**Task statement**. No record may be omitted; give all of them again exactly.

**Information shown**.
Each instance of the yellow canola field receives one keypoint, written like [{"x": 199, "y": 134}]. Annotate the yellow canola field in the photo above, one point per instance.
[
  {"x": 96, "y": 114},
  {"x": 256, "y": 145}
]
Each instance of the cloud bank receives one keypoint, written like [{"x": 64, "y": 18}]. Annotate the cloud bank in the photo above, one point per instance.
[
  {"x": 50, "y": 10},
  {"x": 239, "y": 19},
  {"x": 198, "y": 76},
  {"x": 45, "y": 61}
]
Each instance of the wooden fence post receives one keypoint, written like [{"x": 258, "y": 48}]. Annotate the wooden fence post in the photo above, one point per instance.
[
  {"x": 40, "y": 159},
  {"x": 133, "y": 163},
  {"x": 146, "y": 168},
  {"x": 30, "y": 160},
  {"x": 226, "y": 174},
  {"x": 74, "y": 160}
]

**Task answer**.
Each instance of the yellow canola field receives one keypoint, written like [{"x": 199, "y": 134}]. Annotate the yellow canola field in the photo above, one point per instance.
[
  {"x": 96, "y": 114},
  {"x": 256, "y": 145}
]
Each instance of the cloud bank receives one keypoint, written like [{"x": 64, "y": 18}]. Annotate the cloud bank in the photo above, one point per instance.
[
  {"x": 50, "y": 10},
  {"x": 239, "y": 19},
  {"x": 198, "y": 76},
  {"x": 45, "y": 61}
]
Each instance of the wooden fence post receives one keypoint, written like [{"x": 258, "y": 48}]. Annotate the wooden fence post in the photo above, one point per instance.
[
  {"x": 40, "y": 159},
  {"x": 133, "y": 163},
  {"x": 146, "y": 168},
  {"x": 30, "y": 160},
  {"x": 226, "y": 174},
  {"x": 74, "y": 160}
]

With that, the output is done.